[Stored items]
+ + + + +
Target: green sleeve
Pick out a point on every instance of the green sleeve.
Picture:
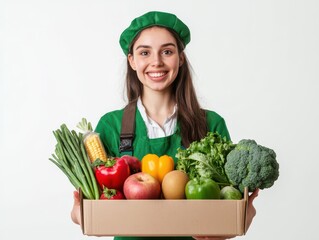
(216, 123)
(109, 127)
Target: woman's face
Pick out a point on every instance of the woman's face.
(156, 59)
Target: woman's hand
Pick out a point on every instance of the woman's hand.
(251, 213)
(76, 213)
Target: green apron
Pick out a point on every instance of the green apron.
(109, 128)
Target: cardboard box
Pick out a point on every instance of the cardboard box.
(164, 217)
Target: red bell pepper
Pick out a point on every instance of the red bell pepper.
(133, 162)
(112, 173)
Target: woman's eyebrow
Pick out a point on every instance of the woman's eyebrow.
(163, 45)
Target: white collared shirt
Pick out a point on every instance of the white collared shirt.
(154, 130)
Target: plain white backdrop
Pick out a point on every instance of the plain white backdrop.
(255, 63)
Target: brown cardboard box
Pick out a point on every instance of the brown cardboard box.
(164, 217)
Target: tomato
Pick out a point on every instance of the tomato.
(157, 166)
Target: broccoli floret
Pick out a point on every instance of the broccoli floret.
(251, 165)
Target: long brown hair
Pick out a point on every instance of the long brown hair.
(191, 117)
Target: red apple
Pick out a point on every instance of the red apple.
(141, 186)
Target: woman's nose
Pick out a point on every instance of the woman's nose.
(157, 60)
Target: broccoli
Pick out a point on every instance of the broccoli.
(251, 165)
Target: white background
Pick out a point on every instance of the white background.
(255, 63)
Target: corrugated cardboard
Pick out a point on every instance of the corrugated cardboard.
(164, 217)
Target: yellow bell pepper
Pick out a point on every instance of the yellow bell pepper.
(157, 166)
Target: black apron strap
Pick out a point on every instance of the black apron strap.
(128, 129)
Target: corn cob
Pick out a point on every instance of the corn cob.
(92, 142)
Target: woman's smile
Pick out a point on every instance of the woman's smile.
(156, 59)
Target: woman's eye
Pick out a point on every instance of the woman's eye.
(167, 52)
(144, 53)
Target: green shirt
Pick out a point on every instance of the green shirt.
(109, 128)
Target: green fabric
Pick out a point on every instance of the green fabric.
(109, 128)
(149, 19)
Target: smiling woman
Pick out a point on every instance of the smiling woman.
(159, 85)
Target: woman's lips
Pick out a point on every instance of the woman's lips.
(156, 74)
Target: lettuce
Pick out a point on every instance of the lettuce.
(206, 158)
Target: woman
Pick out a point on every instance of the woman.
(159, 85)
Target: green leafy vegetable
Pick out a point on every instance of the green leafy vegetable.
(206, 158)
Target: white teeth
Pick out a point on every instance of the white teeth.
(156, 74)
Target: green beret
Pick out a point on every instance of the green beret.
(149, 19)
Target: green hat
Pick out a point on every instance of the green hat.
(149, 19)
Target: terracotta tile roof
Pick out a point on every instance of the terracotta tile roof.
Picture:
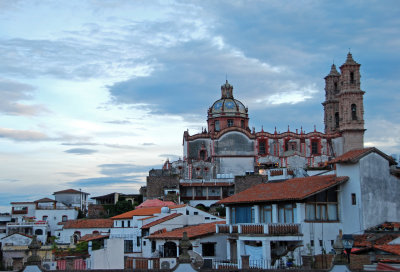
(94, 236)
(207, 184)
(144, 212)
(161, 220)
(292, 189)
(192, 231)
(88, 224)
(46, 199)
(70, 191)
(354, 156)
(394, 249)
(155, 203)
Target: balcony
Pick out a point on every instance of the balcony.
(275, 229)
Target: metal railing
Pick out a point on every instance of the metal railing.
(260, 228)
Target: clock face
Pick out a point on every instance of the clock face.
(218, 106)
(229, 105)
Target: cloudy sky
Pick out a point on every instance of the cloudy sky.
(93, 94)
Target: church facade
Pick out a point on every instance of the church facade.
(214, 159)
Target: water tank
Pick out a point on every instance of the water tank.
(165, 210)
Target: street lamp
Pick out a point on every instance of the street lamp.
(348, 241)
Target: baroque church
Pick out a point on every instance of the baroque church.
(229, 157)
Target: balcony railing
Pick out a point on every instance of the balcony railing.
(274, 229)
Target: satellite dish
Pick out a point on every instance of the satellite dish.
(197, 259)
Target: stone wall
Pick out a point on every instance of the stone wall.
(156, 184)
(244, 182)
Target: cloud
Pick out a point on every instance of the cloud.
(119, 122)
(122, 169)
(23, 135)
(103, 181)
(12, 93)
(80, 151)
(171, 157)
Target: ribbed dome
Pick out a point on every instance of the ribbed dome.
(227, 104)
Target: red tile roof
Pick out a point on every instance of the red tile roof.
(70, 191)
(161, 220)
(292, 189)
(144, 212)
(192, 231)
(94, 236)
(394, 249)
(46, 199)
(207, 184)
(88, 224)
(354, 156)
(155, 203)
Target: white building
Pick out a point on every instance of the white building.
(41, 215)
(133, 226)
(73, 230)
(304, 215)
(73, 198)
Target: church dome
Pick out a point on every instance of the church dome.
(227, 105)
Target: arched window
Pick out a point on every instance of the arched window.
(351, 77)
(337, 119)
(216, 125)
(202, 155)
(170, 249)
(353, 112)
(39, 232)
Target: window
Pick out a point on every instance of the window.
(128, 246)
(353, 112)
(216, 124)
(286, 213)
(337, 119)
(322, 206)
(208, 249)
(314, 147)
(352, 77)
(266, 214)
(261, 147)
(242, 215)
(353, 199)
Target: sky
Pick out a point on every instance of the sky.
(94, 94)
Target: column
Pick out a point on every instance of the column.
(228, 249)
(257, 214)
(274, 213)
(266, 253)
(228, 215)
(240, 252)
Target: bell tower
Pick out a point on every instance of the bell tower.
(331, 103)
(351, 106)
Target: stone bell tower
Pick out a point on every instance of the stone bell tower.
(331, 103)
(351, 106)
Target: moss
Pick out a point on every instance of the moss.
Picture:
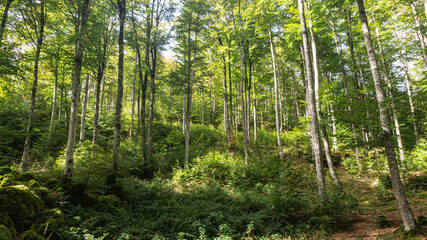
(7, 233)
(25, 177)
(7, 179)
(52, 183)
(31, 235)
(20, 205)
(382, 222)
(5, 170)
(33, 184)
(46, 196)
(53, 219)
(421, 221)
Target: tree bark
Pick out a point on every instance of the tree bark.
(391, 94)
(409, 92)
(347, 96)
(121, 5)
(322, 127)
(242, 79)
(84, 106)
(276, 93)
(78, 61)
(40, 35)
(387, 135)
(52, 116)
(133, 99)
(4, 18)
(315, 135)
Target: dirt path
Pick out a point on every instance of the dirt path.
(373, 203)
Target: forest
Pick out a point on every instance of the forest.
(213, 119)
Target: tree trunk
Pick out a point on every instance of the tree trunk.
(84, 105)
(133, 99)
(69, 154)
(276, 97)
(52, 117)
(315, 135)
(121, 5)
(322, 127)
(387, 135)
(409, 92)
(98, 105)
(347, 96)
(29, 131)
(420, 34)
(242, 79)
(4, 19)
(226, 120)
(391, 95)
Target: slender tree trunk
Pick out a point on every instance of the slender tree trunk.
(255, 112)
(276, 97)
(121, 5)
(84, 106)
(420, 34)
(391, 94)
(29, 131)
(99, 77)
(242, 79)
(334, 128)
(408, 90)
(190, 74)
(4, 18)
(52, 116)
(347, 96)
(322, 127)
(231, 89)
(226, 121)
(151, 116)
(387, 135)
(69, 154)
(133, 100)
(315, 135)
(295, 97)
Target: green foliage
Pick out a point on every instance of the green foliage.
(417, 159)
(19, 204)
(382, 222)
(31, 235)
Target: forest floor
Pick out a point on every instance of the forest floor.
(374, 203)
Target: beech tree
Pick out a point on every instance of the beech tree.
(387, 135)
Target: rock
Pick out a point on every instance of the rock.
(20, 205)
(53, 219)
(27, 176)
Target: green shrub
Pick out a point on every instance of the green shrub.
(382, 222)
(20, 205)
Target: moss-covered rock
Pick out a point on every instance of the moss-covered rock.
(46, 195)
(33, 184)
(7, 233)
(20, 205)
(7, 179)
(5, 170)
(31, 235)
(52, 220)
(52, 183)
(27, 176)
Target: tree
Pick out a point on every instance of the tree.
+ + + + +
Work to be completed:
Could you put every line of the material above into a numbered list, skipping any blank lines and leaving the pictures out?

Output:
1. Target: green sleeve
2. Pick out a point on every instance of the green sleeve.
3. Picture:
4. (216, 123)
5. (109, 127)
6. Target: woman's face
7. Pick out a point on every instance of the woman's face.
8. (156, 59)
9. Target: woman's hand
10. Pick out a point on every instance of the woman's hand.
11. (251, 213)
12. (76, 213)
13. Target: green apron
14. Pick out a point on every instance of the green apron.
15. (109, 128)
16. Target: cardboard box
17. Pick out a point on every instance of the cardboard box.
18. (164, 217)
19. Target: red bell pepper
20. Pick out a point on every instance of the red bell pepper.
21. (133, 162)
22. (112, 173)
23. Target: woman's eyebrow
24. Pick out a point on every instance of the woman's eyebrow.
25. (163, 45)
26. Target: white collared shirt
27. Pick out a point on every instance of the white collared shirt.
28. (154, 130)
29. Target: plain white backdrop
30. Pick out a point on every instance of the plain white backdrop.
31. (255, 63)
32. Target: brown cardboard box
33. Pick out a point on every instance of the brown cardboard box.
34. (164, 217)
35. Target: tomato
36. Pick out a point on every instance of the tomato.
37. (157, 166)
38. Target: broccoli floret
39. Pick out a point on every instance of the broccoli floret.
40. (251, 165)
41. Target: long brown hair
42. Pick out a point on every instance of the long brown hair.
43. (191, 117)
44. Target: red apple
45. Pick out a point on every instance of the red apple.
46. (141, 186)
47. Target: woman's nose
48. Pick out a point on every instance of the woman's nose.
49. (157, 60)
50. Target: broccoli
51. Pick out a point on every instance of the broccoli.
52. (251, 165)
53. Target: white background
54. Pick out a point on every instance of the white background.
55. (255, 63)
56. Target: corrugated cardboard
57. Pick out a point on every instance of the corrugated cardboard.
58. (164, 217)
59. Target: yellow bell pepper
60. Pick out a point on every instance of the yellow bell pepper.
61. (157, 166)
62. Target: black apron strap
63. Pick out a point on every instance of the black apron strap.
64. (128, 129)
65. Target: corn cob
66. Pick out a point on every instance of the corn cob.
67. (92, 142)
68. Target: woman's smile
69. Pick out a point on every instance of the woman's smile.
70. (156, 59)
71. Target: woman's eye
72. Pick out a point on every instance of the woman's eye.
73. (167, 52)
74. (144, 53)
75. Target: green shirt
76. Pick out a point on every instance of the green shirt.
77. (109, 128)
78. Target: green fabric
79. Pick out a point on every instance of the green fabric.
80. (109, 128)
81. (149, 19)
82. Target: smiling woman
83. Pick out a point on every instance of the smiling woman.
84. (159, 85)
85. Target: woman's lips
86. Pick out a point on every instance of the woman's lips.
87. (156, 74)
88. Target: lettuce
89. Pick out a point on every instance of the lettuce.
90. (206, 158)
91. Target: woman
92. Pick out a point on every instance of the woman.
93. (159, 85)
94. Target: green leafy vegetable
95. Pick out a point on every instance of the green leafy vegetable.
96. (206, 158)
97. Target: white teeth
98. Pick out a point on every instance of the white teeth.
99. (156, 74)
100. Target: green beret
101. Pick out a point on every instance of the green beret.
102. (149, 19)
103. Target: green hat
104. Pick out a point on every instance of the green hat.
105. (149, 19)
106. Target: terracotta tile roof
107. Pick out a point on every instance of the terracotta tile roof.
108. Picture:
109. (94, 236)
110. (207, 184)
111. (144, 212)
112. (161, 220)
113. (292, 189)
114. (192, 231)
115. (88, 224)
116. (46, 199)
117. (70, 191)
118. (354, 156)
119. (394, 249)
120. (155, 203)
121. Target: balcony
122. Pick out a point on every instance of the balcony.
123. (275, 229)
124. Target: metal railing
125. Pick out a point on every instance of the metal railing.
126. (260, 228)
127. Target: clock face
128. Pick out a point on every instance of the clock face.
129. (218, 106)
130. (229, 105)
131. Target: cloudy sky
132. Pick out a point on every instance of the cloudy sky.
133. (93, 94)
134. Target: church facade
135. Pick out a point on every instance of the church facade.
136. (214, 159)
137. Target: water tank
138. Pick out a point on every instance of the water tank.
139. (165, 210)
140. Target: street lamp
141. Pick out a point on every instance of the street lamp.
142. (348, 241)
143. Target: baroque church
144. Pick out a point on every instance of the baroque church.
145. (229, 157)
146. Target: balcony railing
147. Pick out a point on every instance of the balcony railing.
148. (274, 229)
149. Target: satellite dish
150. Pick out a point on every instance of the satellite dish.
151. (197, 259)
152. Target: stone wall
153. Pick out a point on every instance of the stone wall.
154. (156, 184)
155. (244, 182)
156. Target: cloud
157. Pick out a point on every instance of the cloud.
158. (119, 122)
159. (122, 169)
160. (23, 135)
161. (103, 181)
162. (12, 93)
163. (80, 151)
164. (171, 157)
165. Target: ribbed dome
166. Pick out a point on every instance of the ribbed dome.
167. (227, 104)
168. Target: red tile roof
169. Pick out a point on every instance of the red tile roof.
170. (70, 191)
171. (161, 220)
172. (292, 189)
173. (144, 212)
174. (192, 231)
175. (94, 236)
176. (394, 249)
177. (46, 199)
178. (207, 184)
179. (88, 224)
180. (354, 156)
181. (155, 203)
182. Target: white building
183. Pick out a point on every instance of the white building.
184. (41, 215)
185. (133, 226)
186. (73, 230)
187. (304, 215)
188. (73, 198)
189. Target: church dome
190. Pick out a point on every instance of the church dome.
191. (227, 105)
192. Target: arched window
193. Pick out a point on every instance of the arched window.
194. (351, 77)
195. (337, 119)
196. (216, 125)
197. (202, 155)
198. (170, 249)
199. (353, 112)
200. (39, 232)
201. Target: window
202. Pick out a point on every instance of the window.
203. (128, 246)
204. (353, 112)
205. (216, 124)
206. (286, 213)
207. (337, 119)
208. (322, 206)
209. (208, 249)
210. (314, 147)
211. (352, 77)
212. (266, 214)
213. (261, 147)
214. (242, 215)
215. (353, 199)
216. Target: sky
217. Pick out a point on every instance of the sky.
218. (94, 94)
219. Target: column
220. Pick out a point on every instance of the column.
221. (228, 249)
222. (257, 214)
223. (274, 213)
224. (266, 253)
225. (228, 215)
226. (240, 252)
227. Target: bell tower
228. Pick out a point on every instance of the bell tower.
229. (331, 103)
230. (351, 106)
231. Target: stone bell tower
232. Pick out a point on every instance of the stone bell tower.
233. (331, 103)
234. (351, 106)
235. Target: moss
236. Pick out a point on every instance of the moss.
237. Picture:
238. (7, 233)
239. (25, 177)
240. (7, 179)
241. (52, 183)
242. (31, 235)
243. (20, 205)
244. (382, 222)
245. (5, 170)
246. (33, 184)
247. (46, 196)
248. (53, 219)
249. (421, 221)
250. Target: tree bark
251. Pick out a point on every instance of the tree bark.
252. (391, 94)
253. (409, 92)
254. (347, 96)
255. (121, 5)
256. (322, 127)
257. (242, 79)
258. (84, 106)
259. (276, 93)
260. (78, 61)
261. (40, 35)
262. (387, 135)
263. (52, 116)
264. (133, 99)
265. (4, 18)
266. (315, 135)
267. Target: dirt path
268. Pick out a point on every instance of the dirt path.
269. (373, 203)
270. Target: forest
271. Pick out a point on every instance of the forest.
272. (213, 119)
273. Target: tree trunk
274. Pick out a point on every instance of the tree trunk.
275. (84, 105)
276. (133, 99)
277. (69, 154)
278. (276, 97)
279. (52, 117)
280. (315, 135)
281. (121, 5)
282. (322, 127)
283. (387, 135)
284. (409, 92)
285. (98, 105)
286. (347, 96)
287. (29, 131)
288. (420, 34)
289. (242, 79)
290. (4, 19)
291. (226, 120)
292. (391, 95)
293. Target: slender tree trunk
294. Pick out a point on every instance of the slender tree trunk.
295. (255, 112)
296. (276, 97)
297. (121, 5)
298. (84, 106)
299. (420, 34)
300. (391, 94)
301. (29, 131)
302. (99, 77)
303. (242, 79)
304. (334, 128)
305. (408, 90)
306. (190, 74)
307. (4, 18)
308. (52, 116)
309. (347, 96)
310. (322, 127)
311. (231, 89)
312. (226, 121)
313. (151, 116)
314. (387, 135)
315. (69, 154)
316. (133, 100)
317. (315, 135)
318. (295, 97)
319. Target: green foliage
320. Pick out a point on every instance of the green foliage.
321. (417, 159)
322. (19, 204)
323. (382, 222)
324. (31, 235)
325. Target: forest floor
326. Pick out a point on every instance of the forest floor.
327. (374, 203)
328. Target: beech tree
329. Pick out a point on every instance of the beech tree.
330. (387, 135)
331. Target: rock
332. Pick out a point on every instance of the rock.
333. (20, 205)
334. (53, 219)
335. (27, 176)
336. Target: green shrub
337. Pick out a point on every instance of the green shrub.
338. (382, 222)
339. (20, 205)
340. Target: moss-covered rock
341. Pick out a point on every instance of the moss-covered rock.
342. (46, 195)
343. (33, 184)
344. (7, 233)
345. (20, 205)
346. (7, 179)
347. (5, 170)
348. (31, 235)
349. (52, 220)
350. (52, 183)
351. (27, 176)
352. Target: tree
353. Pick out a point on every instance of the tree.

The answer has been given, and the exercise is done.